* DOCUMENT PASSAGE:
Originally posted by gofour3 Actually I would fall into that camp. There are some films that can create an image that can’t be replicated in digital and scanning those images will also never fully capture the original film image. Kodachrome and most b&w films fall into that camp.
However the main reason I will never shoot digital is the computer part of the process. I only scan a small percentage of my film and that’s only so I can post the images online. I loath scanning or any form of PP s/w, it’s not even remotely fun for me and has nothing to do with why I got into photography over 35 years ago.
Phil.
Yes Phil, the way film is recording the energy of the light and renders it, is very different compared to digital recording.
One of the manny reasons is that light is circular and digital is pendular. Film sees and record circular, digital sees circular and records pendular.
I have tried to render the so called 'film effect' by digital means, and never really succeeded.
The digital photo's are far to clean, clinically clean, film has rather 'normal' imperfections.
Film it's like having summer freckles, which are 'normal' and digital is like that 'portraitprofessional' stuff permanently turned on. What if a sign of character (individuality?) is wiped off so things fit in to the 'general standard' what supposed to be easing life...
In attachment you can see one of these try-outs I made a few years ago. At the time (2009) I was shooting a K10 with M-50mm 1.4 (@ 400 ASA) and the film shot was on FOMA 400 (Hasselblad + planar 80 mm), scanned on a Epson 4870. The photo's were shot on the same day on the same spot and in the same light.
I do admit that my digital skills where rather 'simple' then.

* GIVEN ENTRIES:

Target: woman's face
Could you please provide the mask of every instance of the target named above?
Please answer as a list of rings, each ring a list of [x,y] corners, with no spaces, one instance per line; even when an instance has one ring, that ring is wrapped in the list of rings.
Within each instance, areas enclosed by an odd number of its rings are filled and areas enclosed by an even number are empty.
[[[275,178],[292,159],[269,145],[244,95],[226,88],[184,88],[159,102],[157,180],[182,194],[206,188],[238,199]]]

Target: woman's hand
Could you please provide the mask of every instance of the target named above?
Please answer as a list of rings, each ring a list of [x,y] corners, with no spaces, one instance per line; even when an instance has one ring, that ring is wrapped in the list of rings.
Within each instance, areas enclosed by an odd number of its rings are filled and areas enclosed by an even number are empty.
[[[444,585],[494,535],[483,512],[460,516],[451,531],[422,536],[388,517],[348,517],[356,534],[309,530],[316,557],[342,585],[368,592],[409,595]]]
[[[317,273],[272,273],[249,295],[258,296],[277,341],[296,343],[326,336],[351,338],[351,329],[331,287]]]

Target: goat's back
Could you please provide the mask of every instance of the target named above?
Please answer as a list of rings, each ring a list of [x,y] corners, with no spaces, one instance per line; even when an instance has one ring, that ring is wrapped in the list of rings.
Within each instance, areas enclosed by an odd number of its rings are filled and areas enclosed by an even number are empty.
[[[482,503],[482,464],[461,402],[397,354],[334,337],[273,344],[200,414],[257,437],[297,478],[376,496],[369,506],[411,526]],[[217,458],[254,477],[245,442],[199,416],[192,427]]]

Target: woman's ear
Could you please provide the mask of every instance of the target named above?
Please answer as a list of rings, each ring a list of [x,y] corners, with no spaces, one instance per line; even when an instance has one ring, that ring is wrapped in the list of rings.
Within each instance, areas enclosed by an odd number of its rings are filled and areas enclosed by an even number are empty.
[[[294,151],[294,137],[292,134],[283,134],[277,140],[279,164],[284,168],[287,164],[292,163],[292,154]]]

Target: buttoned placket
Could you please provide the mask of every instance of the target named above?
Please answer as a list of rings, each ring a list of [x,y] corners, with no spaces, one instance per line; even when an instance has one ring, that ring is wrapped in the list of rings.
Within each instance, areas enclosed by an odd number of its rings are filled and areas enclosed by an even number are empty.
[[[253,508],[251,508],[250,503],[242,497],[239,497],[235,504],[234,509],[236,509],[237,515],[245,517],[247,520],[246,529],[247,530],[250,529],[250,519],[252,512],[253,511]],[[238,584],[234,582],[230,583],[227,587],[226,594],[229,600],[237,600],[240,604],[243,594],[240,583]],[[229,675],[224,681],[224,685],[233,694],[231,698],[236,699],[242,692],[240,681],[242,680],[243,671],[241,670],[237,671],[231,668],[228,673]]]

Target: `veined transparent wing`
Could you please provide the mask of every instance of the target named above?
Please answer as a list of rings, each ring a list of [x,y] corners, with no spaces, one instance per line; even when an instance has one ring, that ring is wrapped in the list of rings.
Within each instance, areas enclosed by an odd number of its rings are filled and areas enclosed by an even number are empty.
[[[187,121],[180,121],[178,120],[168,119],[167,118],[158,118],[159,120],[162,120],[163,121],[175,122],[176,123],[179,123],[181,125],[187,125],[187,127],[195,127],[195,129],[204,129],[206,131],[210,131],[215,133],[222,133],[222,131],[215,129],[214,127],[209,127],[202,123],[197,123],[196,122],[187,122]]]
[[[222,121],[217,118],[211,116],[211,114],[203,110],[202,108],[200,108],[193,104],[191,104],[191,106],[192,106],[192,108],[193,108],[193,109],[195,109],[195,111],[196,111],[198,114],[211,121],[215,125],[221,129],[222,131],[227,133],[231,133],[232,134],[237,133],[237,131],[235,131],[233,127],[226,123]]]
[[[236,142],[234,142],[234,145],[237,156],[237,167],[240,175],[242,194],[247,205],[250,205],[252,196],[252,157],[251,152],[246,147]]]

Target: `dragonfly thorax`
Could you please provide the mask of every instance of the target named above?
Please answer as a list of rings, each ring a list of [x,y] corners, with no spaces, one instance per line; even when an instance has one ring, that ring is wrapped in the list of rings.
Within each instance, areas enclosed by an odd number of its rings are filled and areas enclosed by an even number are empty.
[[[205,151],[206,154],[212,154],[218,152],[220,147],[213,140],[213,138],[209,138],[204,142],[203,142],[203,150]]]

* THINGS TO DO:
- a) Answer these about the film-versus-digital post:
(i) How long ago did Phil get into photography?
(ii) In 2009, what camera and lens were used for the digital shot?
(iii) Which scanner was used for the film shot?
- b) Can you copy the stretch of the film-versus-digital post from "Yes Phil, the" through "never really succeeded."?

* TASK-BY-TASK ANSWERS:
- a)
(i) Over 35 years ago.
(ii) A K10 with an M-50mm 1.4.
(iii) An Epson 4870.

- b)
Yes Phil, the way film is recording the energy of the light and renders it, is very different compared to digital recording.
One of the manny reasons is that light is circular and digital is pendular. Film sees and record circular, digital sees circular and records pendular.
I have tried to render the so called 'film effect' by digital means, and never really succeeded.